> _WRITTEN PROBLEM 1_
List every line of the records that contains the string "sleeve", treating case as significant.
▬▬▬▬▬▬▬▬▬▬
Posted on 11/10/2006 7:53:47 PM PST by lmr
I withdrew as a member of an LLC over 3 months ago. I have asked the other members to buy me out, but all I am getting are very low offers that aren't in line with the reality of the value of my interest. I am compelled to litigate, but I have run out of funds and cannot afford an attorney any longer. I need to sell this asset to pay some debts. Our Operating Agreement has a buy-sell clause in it with a way to determine the value of my interest, but the remaining members (partners) have so far given me offers which were only pennies on the dollar of what it was really worth.
I am considering filing the complaint myself, I need to know which court to go to. I don't know if the correct court in the State District Court or the Federal District court. I live in Kansas. Any advice from freepers is appreciated.
First, how are you computing its worth? Is it your impression of a future cash flow or the reality of the current situation?
If you're in this deep, and don't know how and where to file, how on earth do you expect to prevail?
You need an attorney.
Can't afford one? Just walk away and save yourself the aggrevation of fighting a losing fight.
I already have an idea on how to file. The guidebook I am using is from a U.S. District Court. I am not stupid, I will figure it out as I go along. I just need to get started. I have a case, I just can't afford an Attorney. One way or another, the asset will be sold. If I default on my debts, my creditors will take it. I have nothing to lose by doing this, you see?
How did you walk away? You still own the interest in the LLC. Why did you walk away? Who is the managing member? Are you friends with this person?
We need more information.
I walked away because I was having problems with another member. It could not be resolved peacefully, I tried. I cannot divulge more than that. It doesn't matter anyway, I followed the law perfectly when I withdrew as I had an attorney at that time who basically did it for me. I was not in any breach of contract as the operating agreement was adhered to completely for this situation.
My husband has been approached asking if he would become a business partner with someone else - he always says "no". Sell out, maybe, but never take on a partner.
The only thing to settle is the purchase of my interest by the remaining members of the LLC. What I need to know is which court do I file the complaint in? That's it. That was my only question.
Would you accept a value determined by an arbitration panel ?
If so, would your former partners also agree ?
Arbitration would be a low cost solution and binding.
I don't have issues but with one of the members. The remaining members have their own reasons for not wanting to pay me what it's worth, but other than that, they loved operating the business with me in the capacity I was in.
I have a different job, already. The job market here stinks. It doesn't pay me as much or even what I worth when I'm doing it. The job market is a very difficult place to be in. People who have been in their jobs for awhile, don't understand or have forgotten what it's like because their lives are comfortable now.
It's not an issue of being stupid. I've dealt with a lot of legal matters over the years, and I can assure you that the law is absolutely designed to prevent people from doing it themselves.
If you've got a good case, you can find an attorney who will work for a piece of what you get.
I would urge you to find a lawyer. If you don't know what court to file in, you've got an uphill battle that you will likely lose.
That said, your LLC was likely created through your state secretary of state's office ... it's a state issue, not a federal issue, I would suspect.
▬▬▬▬▬▬▬▬▬▬
> _WRITTEN PROBLEM 2_
Answer the following from the forum thread about the LLC buyout:
(a) How long ago did the poster withdraw as a member of the LLC?
(b) In which state does the poster live?
(c) What court issued the guidebook the poster is using?

> _DATA FOR PROCESSING_
▬▬▬▬▬▬▬▬▬▬
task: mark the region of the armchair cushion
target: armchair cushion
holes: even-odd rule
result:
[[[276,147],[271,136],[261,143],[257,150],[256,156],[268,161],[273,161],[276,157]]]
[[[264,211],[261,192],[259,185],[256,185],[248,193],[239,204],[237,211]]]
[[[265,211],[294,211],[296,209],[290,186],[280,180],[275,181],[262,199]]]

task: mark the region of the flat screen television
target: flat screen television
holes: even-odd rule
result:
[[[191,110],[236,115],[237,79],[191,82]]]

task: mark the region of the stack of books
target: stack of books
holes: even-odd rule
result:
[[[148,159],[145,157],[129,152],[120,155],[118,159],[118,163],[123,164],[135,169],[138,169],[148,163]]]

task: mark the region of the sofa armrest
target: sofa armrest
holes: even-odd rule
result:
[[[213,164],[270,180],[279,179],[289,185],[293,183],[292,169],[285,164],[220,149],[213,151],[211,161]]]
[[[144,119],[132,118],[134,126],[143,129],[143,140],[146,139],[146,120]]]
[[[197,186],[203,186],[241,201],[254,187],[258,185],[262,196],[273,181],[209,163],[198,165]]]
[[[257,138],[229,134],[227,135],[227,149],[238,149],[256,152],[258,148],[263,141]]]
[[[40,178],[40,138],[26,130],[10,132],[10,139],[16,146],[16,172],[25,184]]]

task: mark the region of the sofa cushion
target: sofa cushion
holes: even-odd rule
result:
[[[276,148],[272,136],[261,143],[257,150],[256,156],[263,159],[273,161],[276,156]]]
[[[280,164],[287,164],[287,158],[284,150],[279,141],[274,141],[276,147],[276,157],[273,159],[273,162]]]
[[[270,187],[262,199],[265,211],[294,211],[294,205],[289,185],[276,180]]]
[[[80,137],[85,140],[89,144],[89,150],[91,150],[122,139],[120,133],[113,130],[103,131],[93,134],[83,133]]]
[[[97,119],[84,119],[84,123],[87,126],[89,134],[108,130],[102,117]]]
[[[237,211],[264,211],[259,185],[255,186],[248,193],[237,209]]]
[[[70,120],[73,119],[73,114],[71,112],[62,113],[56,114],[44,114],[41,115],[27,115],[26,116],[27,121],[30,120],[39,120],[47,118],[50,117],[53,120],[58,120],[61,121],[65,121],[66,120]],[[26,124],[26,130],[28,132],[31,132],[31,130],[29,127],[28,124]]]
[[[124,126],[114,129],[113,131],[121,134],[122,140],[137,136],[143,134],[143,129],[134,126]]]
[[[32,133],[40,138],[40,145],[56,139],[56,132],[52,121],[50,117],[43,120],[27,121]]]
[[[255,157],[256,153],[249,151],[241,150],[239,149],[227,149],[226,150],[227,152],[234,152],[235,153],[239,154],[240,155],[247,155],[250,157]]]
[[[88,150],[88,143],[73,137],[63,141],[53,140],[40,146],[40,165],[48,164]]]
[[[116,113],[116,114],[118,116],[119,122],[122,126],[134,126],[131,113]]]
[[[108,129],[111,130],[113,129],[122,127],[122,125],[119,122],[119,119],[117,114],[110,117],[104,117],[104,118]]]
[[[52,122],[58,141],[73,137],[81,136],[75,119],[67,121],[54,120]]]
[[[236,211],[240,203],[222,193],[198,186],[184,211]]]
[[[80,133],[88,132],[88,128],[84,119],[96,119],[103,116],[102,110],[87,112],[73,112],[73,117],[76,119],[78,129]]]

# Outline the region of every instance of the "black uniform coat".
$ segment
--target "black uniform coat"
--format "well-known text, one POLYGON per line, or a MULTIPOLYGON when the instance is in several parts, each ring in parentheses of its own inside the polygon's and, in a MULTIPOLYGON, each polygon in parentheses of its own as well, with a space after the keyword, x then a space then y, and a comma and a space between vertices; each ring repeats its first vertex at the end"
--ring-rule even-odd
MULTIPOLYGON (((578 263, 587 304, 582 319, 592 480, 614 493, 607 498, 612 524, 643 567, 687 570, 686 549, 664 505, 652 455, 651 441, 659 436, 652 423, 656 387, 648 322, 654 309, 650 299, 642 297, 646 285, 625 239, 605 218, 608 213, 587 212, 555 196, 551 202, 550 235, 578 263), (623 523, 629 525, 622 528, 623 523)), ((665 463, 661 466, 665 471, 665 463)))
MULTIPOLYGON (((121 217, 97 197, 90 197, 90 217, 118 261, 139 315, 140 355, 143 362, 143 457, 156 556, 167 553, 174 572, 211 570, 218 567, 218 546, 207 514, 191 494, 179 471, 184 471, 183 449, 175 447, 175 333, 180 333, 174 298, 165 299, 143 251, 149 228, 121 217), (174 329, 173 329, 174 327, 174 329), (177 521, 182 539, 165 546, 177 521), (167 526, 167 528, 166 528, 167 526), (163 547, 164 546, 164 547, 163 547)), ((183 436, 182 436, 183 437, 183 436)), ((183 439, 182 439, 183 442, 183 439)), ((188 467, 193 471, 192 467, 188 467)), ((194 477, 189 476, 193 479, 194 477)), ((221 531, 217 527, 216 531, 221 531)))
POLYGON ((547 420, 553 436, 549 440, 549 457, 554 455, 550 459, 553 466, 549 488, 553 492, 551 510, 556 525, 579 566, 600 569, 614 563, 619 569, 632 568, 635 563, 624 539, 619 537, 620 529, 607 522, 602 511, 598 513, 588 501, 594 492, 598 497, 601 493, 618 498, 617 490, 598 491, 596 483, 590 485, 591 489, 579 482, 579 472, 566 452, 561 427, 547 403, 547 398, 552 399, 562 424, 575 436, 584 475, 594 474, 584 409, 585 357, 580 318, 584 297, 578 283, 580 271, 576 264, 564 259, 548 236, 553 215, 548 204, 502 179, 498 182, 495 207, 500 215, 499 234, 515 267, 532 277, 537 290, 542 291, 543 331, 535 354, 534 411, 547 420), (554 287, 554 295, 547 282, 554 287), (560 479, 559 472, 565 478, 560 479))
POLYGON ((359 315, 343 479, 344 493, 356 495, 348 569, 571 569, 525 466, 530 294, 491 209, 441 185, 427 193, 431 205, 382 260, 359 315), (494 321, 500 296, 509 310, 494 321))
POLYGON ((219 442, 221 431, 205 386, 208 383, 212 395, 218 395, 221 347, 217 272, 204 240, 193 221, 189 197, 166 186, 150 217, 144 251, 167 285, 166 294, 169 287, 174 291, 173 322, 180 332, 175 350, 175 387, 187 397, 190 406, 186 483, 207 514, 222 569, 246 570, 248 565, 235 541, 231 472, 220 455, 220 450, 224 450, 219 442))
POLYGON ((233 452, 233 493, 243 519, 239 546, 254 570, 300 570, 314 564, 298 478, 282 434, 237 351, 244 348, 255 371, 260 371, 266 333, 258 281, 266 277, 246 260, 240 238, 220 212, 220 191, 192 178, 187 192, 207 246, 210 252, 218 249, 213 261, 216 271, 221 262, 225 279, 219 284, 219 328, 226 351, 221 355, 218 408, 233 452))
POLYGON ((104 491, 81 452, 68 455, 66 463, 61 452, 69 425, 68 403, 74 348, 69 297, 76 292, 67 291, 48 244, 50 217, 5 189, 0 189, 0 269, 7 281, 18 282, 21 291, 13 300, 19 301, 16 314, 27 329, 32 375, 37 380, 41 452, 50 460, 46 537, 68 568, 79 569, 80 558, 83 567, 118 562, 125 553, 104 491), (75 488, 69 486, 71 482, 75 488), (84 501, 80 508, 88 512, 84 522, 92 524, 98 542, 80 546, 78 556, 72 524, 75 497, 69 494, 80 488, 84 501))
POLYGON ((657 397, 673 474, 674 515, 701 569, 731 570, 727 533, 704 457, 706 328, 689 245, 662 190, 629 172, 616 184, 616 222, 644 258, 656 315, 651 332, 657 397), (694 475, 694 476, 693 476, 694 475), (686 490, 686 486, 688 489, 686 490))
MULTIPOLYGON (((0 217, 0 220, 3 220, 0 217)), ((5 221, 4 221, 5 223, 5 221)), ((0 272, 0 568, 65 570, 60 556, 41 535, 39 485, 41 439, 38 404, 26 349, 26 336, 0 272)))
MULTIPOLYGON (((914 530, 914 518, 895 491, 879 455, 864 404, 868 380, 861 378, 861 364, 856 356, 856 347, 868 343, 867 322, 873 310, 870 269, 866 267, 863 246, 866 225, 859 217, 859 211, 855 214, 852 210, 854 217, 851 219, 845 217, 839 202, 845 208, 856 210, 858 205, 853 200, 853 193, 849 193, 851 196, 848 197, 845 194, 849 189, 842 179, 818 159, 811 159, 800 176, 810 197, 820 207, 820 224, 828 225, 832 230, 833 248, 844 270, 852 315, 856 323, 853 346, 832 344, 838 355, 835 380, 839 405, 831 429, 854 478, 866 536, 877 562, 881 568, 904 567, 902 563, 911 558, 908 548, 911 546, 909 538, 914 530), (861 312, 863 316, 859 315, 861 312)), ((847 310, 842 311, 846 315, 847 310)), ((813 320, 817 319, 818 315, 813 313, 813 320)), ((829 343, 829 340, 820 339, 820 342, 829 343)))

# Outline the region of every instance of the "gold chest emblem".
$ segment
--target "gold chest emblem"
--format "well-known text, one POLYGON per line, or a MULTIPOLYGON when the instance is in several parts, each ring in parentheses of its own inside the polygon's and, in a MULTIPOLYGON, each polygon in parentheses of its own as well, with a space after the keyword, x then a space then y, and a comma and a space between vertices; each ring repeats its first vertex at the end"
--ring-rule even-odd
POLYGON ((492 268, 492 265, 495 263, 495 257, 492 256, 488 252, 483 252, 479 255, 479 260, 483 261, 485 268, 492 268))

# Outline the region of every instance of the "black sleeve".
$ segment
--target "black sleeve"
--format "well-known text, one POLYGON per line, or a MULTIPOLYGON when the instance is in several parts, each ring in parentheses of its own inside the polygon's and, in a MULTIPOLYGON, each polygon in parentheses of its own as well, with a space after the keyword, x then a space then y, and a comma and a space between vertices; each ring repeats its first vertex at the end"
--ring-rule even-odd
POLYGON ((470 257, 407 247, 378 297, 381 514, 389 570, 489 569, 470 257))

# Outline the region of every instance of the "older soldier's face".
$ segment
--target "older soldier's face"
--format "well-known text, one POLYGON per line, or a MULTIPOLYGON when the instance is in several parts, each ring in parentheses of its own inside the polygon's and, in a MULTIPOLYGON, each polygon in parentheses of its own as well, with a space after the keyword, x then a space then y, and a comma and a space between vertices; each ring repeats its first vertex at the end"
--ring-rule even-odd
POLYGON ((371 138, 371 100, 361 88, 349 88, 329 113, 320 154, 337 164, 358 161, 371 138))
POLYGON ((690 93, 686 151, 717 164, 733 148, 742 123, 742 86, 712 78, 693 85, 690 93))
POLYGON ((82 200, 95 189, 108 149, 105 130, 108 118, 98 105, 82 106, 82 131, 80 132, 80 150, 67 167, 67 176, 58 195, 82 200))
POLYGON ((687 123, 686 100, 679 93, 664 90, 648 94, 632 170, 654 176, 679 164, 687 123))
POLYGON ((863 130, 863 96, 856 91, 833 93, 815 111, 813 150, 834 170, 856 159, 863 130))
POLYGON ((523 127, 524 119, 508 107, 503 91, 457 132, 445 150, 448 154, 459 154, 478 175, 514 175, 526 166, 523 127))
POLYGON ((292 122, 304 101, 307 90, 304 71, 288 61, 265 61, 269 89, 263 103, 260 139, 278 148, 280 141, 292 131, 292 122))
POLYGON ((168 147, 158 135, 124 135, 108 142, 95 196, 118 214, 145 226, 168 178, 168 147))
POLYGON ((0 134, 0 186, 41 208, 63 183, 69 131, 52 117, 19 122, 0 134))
▬▬▬▬▬▬▬▬▬▬
> _ANSWER 1_
# Outline the region of every instance of the "black sleeve".
--target "black sleeve"

> _ANSWER 2_
(a) Over 3 months ago.
(b) Kansas.
(c) A U.S. District Court.